*WHAT YOU NEED TO DO:*
Return every one of the entries below exactly as they appear, with no changes.

------------------------------------

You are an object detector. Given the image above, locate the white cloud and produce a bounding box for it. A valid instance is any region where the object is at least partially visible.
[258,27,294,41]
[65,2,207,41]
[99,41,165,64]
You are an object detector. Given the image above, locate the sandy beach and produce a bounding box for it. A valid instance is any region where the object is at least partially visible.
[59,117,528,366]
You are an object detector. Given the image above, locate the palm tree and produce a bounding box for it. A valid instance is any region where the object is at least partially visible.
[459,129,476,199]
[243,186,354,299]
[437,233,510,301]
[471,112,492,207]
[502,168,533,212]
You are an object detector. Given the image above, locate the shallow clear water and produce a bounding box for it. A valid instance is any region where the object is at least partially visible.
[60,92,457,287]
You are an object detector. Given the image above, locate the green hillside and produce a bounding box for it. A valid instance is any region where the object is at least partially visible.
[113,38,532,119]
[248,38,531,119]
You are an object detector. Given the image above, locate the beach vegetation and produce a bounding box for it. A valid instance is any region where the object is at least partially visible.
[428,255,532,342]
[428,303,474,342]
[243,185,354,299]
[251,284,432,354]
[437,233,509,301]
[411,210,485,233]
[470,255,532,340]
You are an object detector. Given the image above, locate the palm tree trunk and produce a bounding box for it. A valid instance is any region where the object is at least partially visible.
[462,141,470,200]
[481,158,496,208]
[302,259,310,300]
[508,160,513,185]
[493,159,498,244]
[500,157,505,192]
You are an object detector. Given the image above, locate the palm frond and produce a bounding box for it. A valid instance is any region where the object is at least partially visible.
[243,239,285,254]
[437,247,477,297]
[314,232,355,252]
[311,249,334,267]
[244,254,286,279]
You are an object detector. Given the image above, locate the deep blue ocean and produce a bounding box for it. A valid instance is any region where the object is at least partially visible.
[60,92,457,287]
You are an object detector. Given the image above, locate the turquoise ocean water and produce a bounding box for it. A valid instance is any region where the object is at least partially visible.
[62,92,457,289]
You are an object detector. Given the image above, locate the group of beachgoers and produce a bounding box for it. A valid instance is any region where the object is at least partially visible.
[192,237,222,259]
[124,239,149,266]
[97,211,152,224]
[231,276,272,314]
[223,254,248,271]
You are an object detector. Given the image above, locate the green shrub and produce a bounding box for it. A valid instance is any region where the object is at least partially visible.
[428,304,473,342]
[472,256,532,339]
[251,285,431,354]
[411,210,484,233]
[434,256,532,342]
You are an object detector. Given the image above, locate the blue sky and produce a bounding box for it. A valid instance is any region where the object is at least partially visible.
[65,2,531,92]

------------------------------------

*RESULT OF THIS EXERCISE:*
You are an object detector. Given the image above, locate the white cloud and produce a bounding box for it. A valid instance is any region where the object is at least partially visible.
[258,27,294,41]
[65,2,207,41]
[99,41,165,64]
You are an object detector. Given the image above, locate the sandy beach and produce a bounding box for it. A valid instance is any region where the object is at least partially visible.
[59,117,528,366]
You are an object detector. Given the image above, locate the palm tree and produce a bounding box for it. A valid instance is any region where the object is at least partially visible.
[459,129,476,199]
[243,186,354,299]
[437,233,510,301]
[471,112,492,207]
[502,168,533,212]
You are an object detector. Given the image above, locate the shallow clear water and produce a bounding box for it. A valid instance is any region where the object is at least partially visible.
[60,92,457,287]
You are an object detector. Given the image above, locate the green hillside and produce a bounding box for it. A valid instance is any region where the object is at least partially visible.
[113,38,532,119]
[248,38,531,119]
You are an object detector. Given the image above, locate the beach vegetation and produce a bounding box for it. A valid instance is any region where the object is at least partially visible.
[428,255,532,342]
[428,303,474,342]
[243,185,354,299]
[251,284,432,354]
[437,233,509,301]
[411,210,485,233]
[470,255,532,340]
You are an object detector. Given the image above, locate the palm tree trunk and produce a bounding box for it. A valid instance is any region where the object is at least partially visible.
[462,141,470,200]
[481,158,496,208]
[302,259,310,300]
[508,160,513,185]
[493,159,498,244]
[500,157,505,192]
You are an object detector. Given the image above, locate the palm frond and produce a bounding box for it. A valid instance is any region where the object is at least partially visible.
[243,239,285,254]
[437,247,477,297]
[314,232,355,252]
[311,249,334,267]
[244,254,286,279]
You are an object detector. Given the image above, locate the deep blue ocean and produce a bounding box for it. A valid instance is any region where the object is at least partially visible.
[60,92,457,287]
You are an object detector. Given the image above, locate the turquoise ocean water and produce a bounding box for it. A valid instance is any region where the object is at least partially visible.
[62,92,457,289]
You are an object detector. Given the image above, locate the group of beachgoers and produce a bounding box for it. A valid instance is any region where the object is at least partially visible.
[192,237,222,259]
[124,239,149,266]
[97,211,152,224]
[231,276,272,314]
[223,254,248,271]
You are an object detector. Given the image above, locate the green shrub and produce a bounding box for it. A valid instance is any region where the object is at least partially visible.
[428,304,473,342]
[472,256,532,339]
[251,285,431,354]
[411,210,484,233]
[434,256,532,342]
You are an object detector. Given the image above, locate the blue sky and produce a bounding box for it. A valid instance is any region where the object is at least partially visible.
[65,2,531,92]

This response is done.